> _Text shown_
Content Warning: This section includes references to substance use disorder, abusive relationships, the sexualization of minors, coercive psychiatric treatment, abortion, and suicide.
Britney Spears grows up in an emotionally tumultuous home. Her father is an alcoholic, and her parents, Jamie and Lynn Spears, fight constantly. As a child, she spends a lot of time outside, singing to herself. When she is outside in nature, she “[feels] God.”
Spears sings all the time as a child. Music is very important to her; she describes it as “magic.” She grows up in Kentwood, Louisiana, a close-knit community where Christianity is very important. Jamie’s father, June, was abusive and sent his wife Jean, Jamie’s mother, to an asylum following the death of her baby. While at the hospital, Jean was put on lithium. June did the same thing to his second wife. When Jamie was 13, Jean died by suicide. Jamie continues his father’s pattern of abuse with Spears and her older brother, Bryan.
Spears’s parents got married young and struggled financially due to Jamie’s drinking habits. Eventually, they both managed to start successful businesses. Growing up, Spears is close with the women in her extended family, including her mother’s sister, Sandra, and her cousin, Laura Lynne. She loves attention and naturally gravitates toward dancing, singing, and gymnastics. People in her life start telling her that she is destined to be a performer.
When Spears is four, her brother, Bryan, is in an accident on a four-wheeler. He breaks many bones and has to be airlifted to a hospital and put in a full-body cast. Spears takes care of him and sleeps beside him every night. Even after his casts come off, she continues to share a bed with him until the sixth grade.
Spears’s father starts drinking again, and his businesses begin to fail. The family goes through increasing financial trouble, and Jamie begins having mood swings that scare Spears. Jamie is especially hard on Bryan and abusive toward Lynne. He drinks so much that he passes out on the couch at night and Lynne starts screaming at him, waking up Spears and Bryan. Spears begs her mom to just put him to bed because he is too drunk to hear her.

> _Dataset records_

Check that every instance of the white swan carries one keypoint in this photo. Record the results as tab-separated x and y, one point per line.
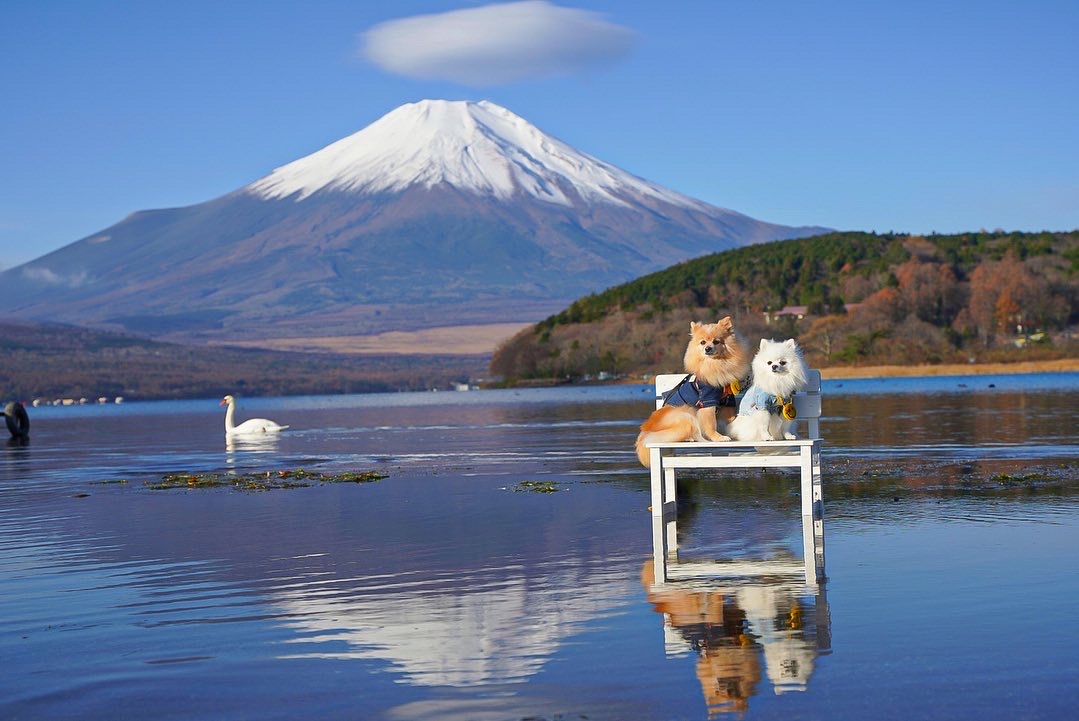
250	425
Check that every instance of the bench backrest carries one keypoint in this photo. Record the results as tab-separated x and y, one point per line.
806	402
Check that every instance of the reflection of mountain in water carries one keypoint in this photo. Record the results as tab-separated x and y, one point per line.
456	631
733	626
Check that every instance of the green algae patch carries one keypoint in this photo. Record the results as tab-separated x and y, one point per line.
536	487
262	480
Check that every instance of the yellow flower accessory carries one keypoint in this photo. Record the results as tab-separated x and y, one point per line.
788	408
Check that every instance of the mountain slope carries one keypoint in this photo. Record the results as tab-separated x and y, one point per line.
437	214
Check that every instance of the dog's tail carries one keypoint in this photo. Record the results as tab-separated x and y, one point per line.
668	424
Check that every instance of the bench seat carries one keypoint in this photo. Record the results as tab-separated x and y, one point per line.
667	459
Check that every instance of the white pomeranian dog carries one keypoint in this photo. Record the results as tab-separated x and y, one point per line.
766	411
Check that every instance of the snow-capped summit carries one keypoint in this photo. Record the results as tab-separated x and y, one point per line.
439	213
477	147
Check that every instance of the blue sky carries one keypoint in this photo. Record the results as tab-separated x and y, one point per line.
919	116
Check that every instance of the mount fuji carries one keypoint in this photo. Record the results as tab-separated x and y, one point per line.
438	214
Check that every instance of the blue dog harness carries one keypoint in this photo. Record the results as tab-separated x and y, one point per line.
757	398
699	395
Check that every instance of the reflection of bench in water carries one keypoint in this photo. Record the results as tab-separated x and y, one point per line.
739	628
804	454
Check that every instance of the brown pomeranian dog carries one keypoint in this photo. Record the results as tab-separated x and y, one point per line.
718	362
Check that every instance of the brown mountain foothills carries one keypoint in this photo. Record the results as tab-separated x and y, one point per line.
859	303
57	362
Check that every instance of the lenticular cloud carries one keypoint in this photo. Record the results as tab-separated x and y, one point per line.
496	44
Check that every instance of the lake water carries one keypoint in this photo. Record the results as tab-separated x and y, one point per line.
452	589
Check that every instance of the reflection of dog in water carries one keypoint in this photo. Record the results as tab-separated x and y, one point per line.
731	629
718	361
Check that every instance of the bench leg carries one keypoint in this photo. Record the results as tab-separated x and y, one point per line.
664	546
813	515
663	485
658	498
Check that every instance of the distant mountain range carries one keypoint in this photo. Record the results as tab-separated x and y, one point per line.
440	213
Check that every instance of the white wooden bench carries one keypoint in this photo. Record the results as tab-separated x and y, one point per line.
803	453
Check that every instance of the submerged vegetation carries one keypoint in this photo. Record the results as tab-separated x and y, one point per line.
849	298
262	480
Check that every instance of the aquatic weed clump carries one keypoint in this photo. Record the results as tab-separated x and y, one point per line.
262	480
537	487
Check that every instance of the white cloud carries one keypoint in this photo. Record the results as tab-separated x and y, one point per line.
48	276
496	44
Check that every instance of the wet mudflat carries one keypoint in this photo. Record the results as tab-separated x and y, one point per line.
495	563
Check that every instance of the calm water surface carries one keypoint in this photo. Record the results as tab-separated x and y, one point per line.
449	589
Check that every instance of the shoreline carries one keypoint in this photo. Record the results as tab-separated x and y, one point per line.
1059	366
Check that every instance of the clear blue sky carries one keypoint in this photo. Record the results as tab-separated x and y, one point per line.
917	116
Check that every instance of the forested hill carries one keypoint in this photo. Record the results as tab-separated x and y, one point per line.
849	298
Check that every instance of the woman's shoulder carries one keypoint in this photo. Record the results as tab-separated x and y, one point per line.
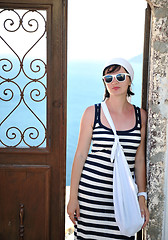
91	109
89	114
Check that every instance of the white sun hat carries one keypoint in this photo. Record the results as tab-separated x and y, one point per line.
122	62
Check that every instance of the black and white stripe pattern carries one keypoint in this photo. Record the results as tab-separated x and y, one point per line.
95	194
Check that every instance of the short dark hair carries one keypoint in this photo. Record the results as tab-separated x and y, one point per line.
110	69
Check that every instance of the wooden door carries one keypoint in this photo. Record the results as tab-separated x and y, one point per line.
32	119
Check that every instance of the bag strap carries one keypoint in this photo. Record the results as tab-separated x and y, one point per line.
108	117
110	121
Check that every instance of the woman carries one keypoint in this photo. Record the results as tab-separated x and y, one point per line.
91	207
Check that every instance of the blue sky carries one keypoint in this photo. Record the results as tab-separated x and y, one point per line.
102	29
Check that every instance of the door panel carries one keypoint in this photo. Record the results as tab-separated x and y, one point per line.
33	123
24	189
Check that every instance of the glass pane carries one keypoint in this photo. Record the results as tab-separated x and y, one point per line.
97	32
23	78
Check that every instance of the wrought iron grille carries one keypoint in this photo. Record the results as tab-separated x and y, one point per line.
23	78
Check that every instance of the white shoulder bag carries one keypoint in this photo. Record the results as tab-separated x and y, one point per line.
126	205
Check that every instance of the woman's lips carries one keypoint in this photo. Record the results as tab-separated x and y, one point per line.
116	88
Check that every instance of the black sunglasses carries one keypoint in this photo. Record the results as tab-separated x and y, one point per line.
120	77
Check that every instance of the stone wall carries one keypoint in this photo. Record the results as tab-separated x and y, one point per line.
157	143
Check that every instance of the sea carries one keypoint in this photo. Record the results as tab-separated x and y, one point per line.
85	88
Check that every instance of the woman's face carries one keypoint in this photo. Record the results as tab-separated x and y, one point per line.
115	87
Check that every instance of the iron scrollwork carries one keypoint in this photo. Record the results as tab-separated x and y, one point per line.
23	81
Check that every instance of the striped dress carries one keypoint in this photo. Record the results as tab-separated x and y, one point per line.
95	194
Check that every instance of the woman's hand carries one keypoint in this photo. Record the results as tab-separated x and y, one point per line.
73	210
144	210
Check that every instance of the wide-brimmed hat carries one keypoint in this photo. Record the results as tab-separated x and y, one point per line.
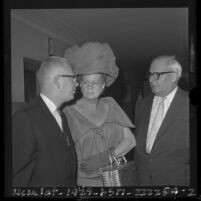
92	58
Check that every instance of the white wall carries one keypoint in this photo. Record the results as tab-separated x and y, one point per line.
27	41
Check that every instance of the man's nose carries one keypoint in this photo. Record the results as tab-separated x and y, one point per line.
90	86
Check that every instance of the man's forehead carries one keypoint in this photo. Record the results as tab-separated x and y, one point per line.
65	70
159	65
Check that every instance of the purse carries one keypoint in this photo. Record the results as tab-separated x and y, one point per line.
120	173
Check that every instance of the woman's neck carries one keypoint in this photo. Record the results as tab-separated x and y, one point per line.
90	104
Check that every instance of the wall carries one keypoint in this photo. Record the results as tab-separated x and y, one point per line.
30	42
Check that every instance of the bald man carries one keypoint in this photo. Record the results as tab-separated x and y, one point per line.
162	128
43	150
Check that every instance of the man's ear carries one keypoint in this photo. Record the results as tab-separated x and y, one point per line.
56	81
175	76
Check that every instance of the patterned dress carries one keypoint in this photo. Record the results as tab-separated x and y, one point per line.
91	139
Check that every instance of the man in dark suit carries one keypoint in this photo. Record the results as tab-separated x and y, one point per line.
162	128
42	147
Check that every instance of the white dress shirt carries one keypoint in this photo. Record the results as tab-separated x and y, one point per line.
53	109
156	101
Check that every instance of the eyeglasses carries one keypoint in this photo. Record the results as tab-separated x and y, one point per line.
74	77
93	84
157	75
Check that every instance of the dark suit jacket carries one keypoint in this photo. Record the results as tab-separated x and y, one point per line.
41	157
168	162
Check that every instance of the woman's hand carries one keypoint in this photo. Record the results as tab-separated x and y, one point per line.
95	162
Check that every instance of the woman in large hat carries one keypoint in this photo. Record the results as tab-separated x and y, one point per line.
98	125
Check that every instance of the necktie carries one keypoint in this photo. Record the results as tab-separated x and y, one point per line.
155	125
64	124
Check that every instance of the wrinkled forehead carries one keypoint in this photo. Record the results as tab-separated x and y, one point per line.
159	66
92	77
66	70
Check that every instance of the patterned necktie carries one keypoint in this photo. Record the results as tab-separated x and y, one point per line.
155	125
64	124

> _Questions on the material_
- a) In the text about Britney Spears's childhood, turn the paragraph beginning "When Spears is four" into a short bulleted list that keeps its main facts.
- b) According to the text about Britney Spears's childhood, what town does she grow up in?

> _Completed exercise_
- a)
- When Spears is four, her brother Bryan has a four-wheeler accident.
- He breaks many bones, is airlifted to a hospital, and is put in a full-body cast.
- Spears takes care of him and sleeps beside him every night.
- She keeps sharing a bed with him after the casts come off, until the sixth grade.

- b) Kentwood, Louisiana.